──────── Records for the task
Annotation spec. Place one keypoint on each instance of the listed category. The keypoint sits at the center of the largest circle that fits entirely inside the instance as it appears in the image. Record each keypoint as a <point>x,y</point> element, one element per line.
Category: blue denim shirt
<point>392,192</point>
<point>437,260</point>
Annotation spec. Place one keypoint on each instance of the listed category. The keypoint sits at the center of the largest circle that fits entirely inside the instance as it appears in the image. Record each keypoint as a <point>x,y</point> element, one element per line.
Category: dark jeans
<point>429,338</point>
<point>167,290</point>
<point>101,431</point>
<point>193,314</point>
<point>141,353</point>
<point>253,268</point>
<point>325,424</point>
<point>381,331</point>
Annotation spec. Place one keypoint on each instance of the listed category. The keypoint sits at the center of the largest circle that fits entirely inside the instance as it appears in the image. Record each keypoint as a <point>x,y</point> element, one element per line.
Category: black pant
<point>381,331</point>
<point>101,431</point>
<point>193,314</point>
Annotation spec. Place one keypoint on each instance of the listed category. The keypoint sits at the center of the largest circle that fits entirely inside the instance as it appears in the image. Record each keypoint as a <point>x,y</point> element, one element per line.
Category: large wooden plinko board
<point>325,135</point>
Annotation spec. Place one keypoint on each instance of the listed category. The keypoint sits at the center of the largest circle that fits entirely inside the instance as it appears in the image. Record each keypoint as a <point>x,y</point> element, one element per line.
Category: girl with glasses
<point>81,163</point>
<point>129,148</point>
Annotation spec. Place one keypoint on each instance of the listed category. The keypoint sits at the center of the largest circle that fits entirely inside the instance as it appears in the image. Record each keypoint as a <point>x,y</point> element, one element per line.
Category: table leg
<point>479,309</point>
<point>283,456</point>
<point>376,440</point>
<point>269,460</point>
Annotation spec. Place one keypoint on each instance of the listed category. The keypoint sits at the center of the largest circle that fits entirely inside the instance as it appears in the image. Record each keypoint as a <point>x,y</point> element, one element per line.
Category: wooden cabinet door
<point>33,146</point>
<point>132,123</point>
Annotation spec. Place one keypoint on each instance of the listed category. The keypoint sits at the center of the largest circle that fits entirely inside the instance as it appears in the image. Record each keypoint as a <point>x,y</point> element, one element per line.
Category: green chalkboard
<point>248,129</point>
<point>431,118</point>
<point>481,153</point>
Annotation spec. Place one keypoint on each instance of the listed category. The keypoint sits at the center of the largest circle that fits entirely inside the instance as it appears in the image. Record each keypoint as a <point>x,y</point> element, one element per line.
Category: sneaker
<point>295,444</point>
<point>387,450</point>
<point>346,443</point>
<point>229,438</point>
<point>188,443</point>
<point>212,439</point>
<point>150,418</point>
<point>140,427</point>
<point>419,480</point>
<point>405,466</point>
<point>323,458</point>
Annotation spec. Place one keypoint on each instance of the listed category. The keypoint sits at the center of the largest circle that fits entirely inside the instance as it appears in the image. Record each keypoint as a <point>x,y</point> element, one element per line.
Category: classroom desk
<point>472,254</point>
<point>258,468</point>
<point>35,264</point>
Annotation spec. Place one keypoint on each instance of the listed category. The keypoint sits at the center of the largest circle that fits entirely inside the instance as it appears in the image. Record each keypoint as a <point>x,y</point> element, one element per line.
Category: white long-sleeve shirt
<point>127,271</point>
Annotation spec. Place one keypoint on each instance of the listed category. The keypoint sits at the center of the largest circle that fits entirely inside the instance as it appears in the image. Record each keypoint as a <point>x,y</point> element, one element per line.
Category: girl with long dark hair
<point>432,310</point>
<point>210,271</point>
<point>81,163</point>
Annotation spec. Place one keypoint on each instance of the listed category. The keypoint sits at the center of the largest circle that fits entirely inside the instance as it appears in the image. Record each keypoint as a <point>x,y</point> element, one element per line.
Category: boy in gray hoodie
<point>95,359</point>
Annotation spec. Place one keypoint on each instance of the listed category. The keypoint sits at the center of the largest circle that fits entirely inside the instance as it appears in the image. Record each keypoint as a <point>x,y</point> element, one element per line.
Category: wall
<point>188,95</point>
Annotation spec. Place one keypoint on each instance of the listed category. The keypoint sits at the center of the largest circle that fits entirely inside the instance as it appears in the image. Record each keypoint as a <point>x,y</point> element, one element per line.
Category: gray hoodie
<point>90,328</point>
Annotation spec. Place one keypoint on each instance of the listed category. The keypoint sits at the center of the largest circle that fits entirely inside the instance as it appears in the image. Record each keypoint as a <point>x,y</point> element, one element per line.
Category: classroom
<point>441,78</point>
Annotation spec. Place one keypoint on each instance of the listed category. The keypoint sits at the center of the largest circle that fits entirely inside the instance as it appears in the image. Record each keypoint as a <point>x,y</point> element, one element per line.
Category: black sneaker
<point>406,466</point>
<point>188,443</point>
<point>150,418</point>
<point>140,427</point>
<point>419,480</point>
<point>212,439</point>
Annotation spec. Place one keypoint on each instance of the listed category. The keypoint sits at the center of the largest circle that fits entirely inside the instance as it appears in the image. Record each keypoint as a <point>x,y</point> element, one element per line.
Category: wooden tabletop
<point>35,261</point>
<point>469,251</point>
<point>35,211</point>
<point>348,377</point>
────────────────
> _Directions_: Write out the complete listing above, exactly as it reads.

> _Answer section_:
Annotation spec. Place one keypoint on each instance of the listed category. The keypoint sits at the center of the largest circle that fits entirely inside the instance as it appears in the image. Record each keypoint as a <point>x,y</point> element, one element per line.
Category: blue denim shirt
<point>392,192</point>
<point>437,260</point>
Annotation spec. Place one keypoint on each instance of the listed category. The keypoint sits at the center of the largest circle that fits entirely inside the instance as it appears in the image. Record each keypoint as a <point>x,y</point> element, one element per line.
Category: dark jeans
<point>429,338</point>
<point>167,290</point>
<point>101,431</point>
<point>193,314</point>
<point>141,353</point>
<point>253,268</point>
<point>325,424</point>
<point>381,331</point>
Annotation spec. Place one keypoint on each instance of the listed category. The keypoint sits at the center of the largest circle that fits entirely inside the instance as it appears in the image. Record each keypoint as a <point>x,y</point> element, one element per line.
Category: black pant
<point>381,331</point>
<point>101,431</point>
<point>193,314</point>
Annotation spec. Place one keypoint on each instance of the listed category. The keypoint sits at the center of the largest circle that fits entirely inside the instance as it appears in the image. Record each keypoint as a <point>x,y</point> element, one element per line.
Category: large wooden plinko board
<point>325,135</point>
Annotation spec. Place one keypoint on each instance of the listed category. The keypoint sits at the center of the largest circle that fits entirely inside the instance as it appears in the image. Record each keypoint as a <point>x,y</point> element, one element per line.
Category: girl with glasses
<point>81,163</point>
<point>129,148</point>
Annotation spec. Place one keypoint on each instance of the listed category. The keypoint sits at the center of the largest circle that fits entirely inside the instance as it appears in the image. Record each keypoint as a <point>x,y</point> element, one element per line.
Category: table leg
<point>479,309</point>
<point>283,456</point>
<point>376,440</point>
<point>269,460</point>
Annotation spec. Place one keypoint on each instance of the listed category. The keypoint sits at the center of the largest circle that fits entirely inside the instance as it appears in the image. Record each keypoint as a <point>x,y</point> element, one element per line.
Category: wooden cabinet door
<point>33,146</point>
<point>132,123</point>
Annotation spec. Place one keypoint on each instance of the listed category. The keypoint sits at the center of the largest circle that fits entirely inside the instance as it appears in the image. Record each keypoint as a <point>x,y</point> element, one element per line.
Category: green chalkboard
<point>248,129</point>
<point>431,118</point>
<point>481,153</point>
Annotation spec. Place one keypoint on each instance of the listed category. The keypoint sits at the center of the largest circle that fits entirely inside the instance as it appears in the image. Record each keypoint as a <point>x,y</point> element, one element per line.
Category: sneaker
<point>295,444</point>
<point>387,450</point>
<point>346,443</point>
<point>229,438</point>
<point>188,443</point>
<point>212,439</point>
<point>150,418</point>
<point>140,427</point>
<point>419,480</point>
<point>405,466</point>
<point>323,458</point>
Annotation spec. Place one keypoint on each instance of the listed category. The keypoint sits at the center of the largest circle that fits entirely inside the instance as it appears in the image. Record each keypoint as a <point>x,y</point> element, one element per line.
Category: classroom desk
<point>472,254</point>
<point>258,468</point>
<point>35,264</point>
Annotation spec. Place one keypoint on each instance of the listed category. The keypoint sits at the center of the largest circle that fits entirely inside the instance as it appears in the image. Record each keypoint as a <point>x,y</point> element, one element per line.
Category: white long-sleeve shirt
<point>127,271</point>
Annotation spec. Place one keypoint on each instance of the listed category. The keypoint sits at the center of the largest circle that fits entirely inside the instance as it appears in the image. Record each keypoint as a <point>x,y</point> element, one element per line.
Category: girl with long dark hair
<point>432,310</point>
<point>210,271</point>
<point>81,163</point>
Annotation spec. Place one keypoint on each instance of the listed category. The keypoint sits at the center of the largest circle that fits entirely inside the instance as it appears in the image. Record each keypoint as a <point>x,y</point> element, one element per line.
Category: boy in gray hoodie
<point>95,359</point>
Annotation spec. Place one keypoint on each instance of the listed category. The keypoint sits at the center of the largest circle that fits entirely inside the instance as it appears in the image. Record each keypoint as a <point>x,y</point> element, one element per line.
Category: wall
<point>188,95</point>
Annotation spec. Place one keypoint on each instance of the listed category. The keypoint sits at the center of the largest circle that fits entirely inside the instance as it appears in the image. Record each keypoint as a <point>x,y</point> element, one element per line.
Category: gray hoodie
<point>90,328</point>
Annotation spec. Place one keypoint on each instance of the listed category. The keypoint sits at the center of the largest circle that fits entirely inside the instance as it appears in the image. Record each keypoint as a <point>x,y</point> element, one element per line.
Category: classroom
<point>441,78</point>
Annotation spec. Place one keypoint on each instance of the listed category. The keypoint sits at the center of the largest circle that fits entirely inside the instance as it appears in the image. Record each keypoint as a <point>x,y</point> element, one element per line.
Category: black sneaker
<point>406,466</point>
<point>188,443</point>
<point>150,418</point>
<point>140,427</point>
<point>419,480</point>
<point>212,439</point>
Annotation spec. Place one keypoint on each instance of the listed category. The keypoint sits at the center of the largest circle that fits entirely inside the instance as it appears in the image. Record each keypoint as a <point>x,y</point> element, one element per line.
Category: wooden tabletop
<point>35,261</point>
<point>469,251</point>
<point>35,211</point>
<point>348,377</point>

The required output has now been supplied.